### What you have to do
Which of the lines in the data mention the string "bare"? List them all.

### Referring expression data
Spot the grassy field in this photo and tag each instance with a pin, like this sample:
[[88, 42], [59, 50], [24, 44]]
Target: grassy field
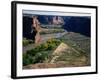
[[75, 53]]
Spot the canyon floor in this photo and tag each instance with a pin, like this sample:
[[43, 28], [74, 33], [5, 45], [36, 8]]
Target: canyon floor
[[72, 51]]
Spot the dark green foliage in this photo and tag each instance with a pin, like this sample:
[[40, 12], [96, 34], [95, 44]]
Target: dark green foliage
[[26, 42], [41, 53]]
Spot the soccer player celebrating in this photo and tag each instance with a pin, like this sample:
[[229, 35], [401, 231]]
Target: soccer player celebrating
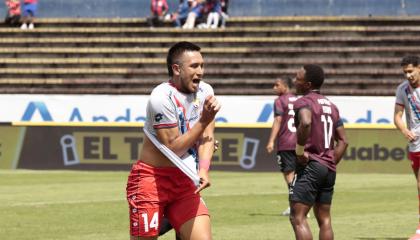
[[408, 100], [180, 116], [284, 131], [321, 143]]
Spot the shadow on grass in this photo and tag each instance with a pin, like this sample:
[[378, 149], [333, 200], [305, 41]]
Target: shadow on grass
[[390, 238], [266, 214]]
...
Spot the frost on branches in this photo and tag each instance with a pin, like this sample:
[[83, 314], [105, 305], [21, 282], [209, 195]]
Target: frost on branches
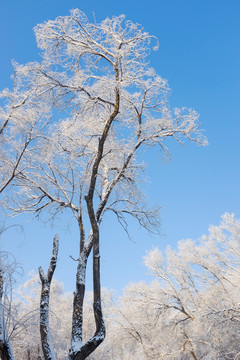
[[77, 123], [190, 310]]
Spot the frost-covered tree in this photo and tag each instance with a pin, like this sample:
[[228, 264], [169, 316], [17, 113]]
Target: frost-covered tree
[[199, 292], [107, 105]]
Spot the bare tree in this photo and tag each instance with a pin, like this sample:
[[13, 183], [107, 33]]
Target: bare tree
---
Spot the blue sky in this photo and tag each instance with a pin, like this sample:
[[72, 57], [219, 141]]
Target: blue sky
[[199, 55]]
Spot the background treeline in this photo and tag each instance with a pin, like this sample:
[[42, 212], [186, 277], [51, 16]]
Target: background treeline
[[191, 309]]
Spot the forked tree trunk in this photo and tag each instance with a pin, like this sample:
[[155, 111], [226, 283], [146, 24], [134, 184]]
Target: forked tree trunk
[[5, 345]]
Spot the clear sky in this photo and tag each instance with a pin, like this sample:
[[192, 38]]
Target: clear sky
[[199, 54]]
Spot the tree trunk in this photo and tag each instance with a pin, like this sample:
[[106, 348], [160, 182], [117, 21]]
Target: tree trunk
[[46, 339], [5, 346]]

### Exercise result
Spot the bare tree in this photo and tag each instance with a pin, like this sample:
Target: bare tree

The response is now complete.